◆ **JOB**
Show each line of the listing below that contains the word "white", copying every such line in full. Case counts.
* Start *
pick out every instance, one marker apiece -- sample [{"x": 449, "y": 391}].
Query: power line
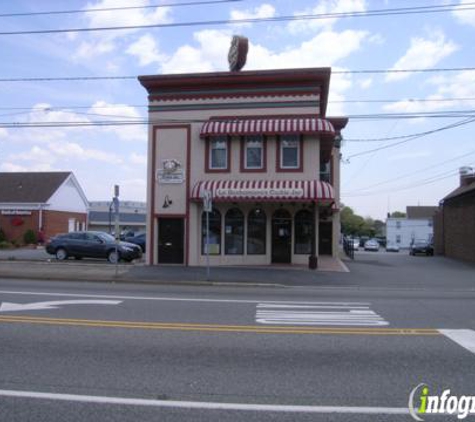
[
  {"x": 369, "y": 13},
  {"x": 451, "y": 126},
  {"x": 403, "y": 176},
  {"x": 113, "y": 9},
  {"x": 410, "y": 100},
  {"x": 375, "y": 71},
  {"x": 470, "y": 117},
  {"x": 415, "y": 184},
  {"x": 393, "y": 138},
  {"x": 109, "y": 106}
]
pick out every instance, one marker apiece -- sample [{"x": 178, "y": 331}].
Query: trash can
[{"x": 312, "y": 262}]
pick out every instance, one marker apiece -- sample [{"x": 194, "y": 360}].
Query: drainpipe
[
  {"x": 312, "y": 259},
  {"x": 40, "y": 218}
]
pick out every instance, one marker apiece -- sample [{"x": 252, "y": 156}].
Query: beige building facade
[{"x": 260, "y": 144}]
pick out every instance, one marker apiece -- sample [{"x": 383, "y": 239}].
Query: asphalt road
[{"x": 359, "y": 342}]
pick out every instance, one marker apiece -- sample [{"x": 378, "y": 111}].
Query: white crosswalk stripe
[{"x": 306, "y": 313}]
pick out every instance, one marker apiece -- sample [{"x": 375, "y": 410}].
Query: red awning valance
[
  {"x": 265, "y": 190},
  {"x": 268, "y": 126}
]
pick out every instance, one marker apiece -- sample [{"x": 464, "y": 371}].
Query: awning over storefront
[
  {"x": 265, "y": 190},
  {"x": 268, "y": 126}
]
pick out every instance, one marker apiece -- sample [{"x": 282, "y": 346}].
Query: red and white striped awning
[
  {"x": 265, "y": 190},
  {"x": 268, "y": 126}
]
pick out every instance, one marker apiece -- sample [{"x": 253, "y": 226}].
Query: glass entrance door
[
  {"x": 170, "y": 240},
  {"x": 281, "y": 237}
]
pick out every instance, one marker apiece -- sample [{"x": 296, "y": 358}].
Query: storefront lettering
[{"x": 260, "y": 193}]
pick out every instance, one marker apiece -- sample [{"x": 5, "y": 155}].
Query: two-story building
[{"x": 260, "y": 144}]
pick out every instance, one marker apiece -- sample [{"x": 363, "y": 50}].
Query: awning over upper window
[
  {"x": 268, "y": 126},
  {"x": 265, "y": 190}
]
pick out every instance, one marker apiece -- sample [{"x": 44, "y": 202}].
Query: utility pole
[
  {"x": 207, "y": 208},
  {"x": 117, "y": 228}
]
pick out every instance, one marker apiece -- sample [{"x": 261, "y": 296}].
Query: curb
[{"x": 147, "y": 282}]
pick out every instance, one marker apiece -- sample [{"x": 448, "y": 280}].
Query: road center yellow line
[{"x": 180, "y": 326}]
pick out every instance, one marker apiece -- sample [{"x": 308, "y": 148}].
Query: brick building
[
  {"x": 454, "y": 223},
  {"x": 51, "y": 201}
]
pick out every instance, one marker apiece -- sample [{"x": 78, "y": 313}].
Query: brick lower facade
[
  {"x": 54, "y": 222},
  {"x": 454, "y": 229}
]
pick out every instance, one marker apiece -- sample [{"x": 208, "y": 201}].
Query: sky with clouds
[{"x": 378, "y": 174}]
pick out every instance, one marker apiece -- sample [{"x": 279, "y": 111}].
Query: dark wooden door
[
  {"x": 325, "y": 232},
  {"x": 170, "y": 240},
  {"x": 281, "y": 237}
]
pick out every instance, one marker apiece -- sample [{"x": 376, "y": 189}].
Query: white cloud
[
  {"x": 465, "y": 16},
  {"x": 138, "y": 159},
  {"x": 414, "y": 155},
  {"x": 99, "y": 43},
  {"x": 146, "y": 50},
  {"x": 365, "y": 83},
  {"x": 325, "y": 49},
  {"x": 121, "y": 112},
  {"x": 202, "y": 59},
  {"x": 423, "y": 53},
  {"x": 50, "y": 154},
  {"x": 13, "y": 167},
  {"x": 37, "y": 154},
  {"x": 133, "y": 189},
  {"x": 92, "y": 49},
  {"x": 75, "y": 151},
  {"x": 259, "y": 12},
  {"x": 456, "y": 86},
  {"x": 325, "y": 7}
]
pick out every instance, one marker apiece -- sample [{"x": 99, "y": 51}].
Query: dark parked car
[
  {"x": 422, "y": 247},
  {"x": 91, "y": 245},
  {"x": 138, "y": 239}
]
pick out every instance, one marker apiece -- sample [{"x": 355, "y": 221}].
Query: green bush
[
  {"x": 5, "y": 245},
  {"x": 30, "y": 237}
]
* End *
◆ **REPLY**
Query: white crosswalk stripe
Query: red and white striped awning
Query: white cloud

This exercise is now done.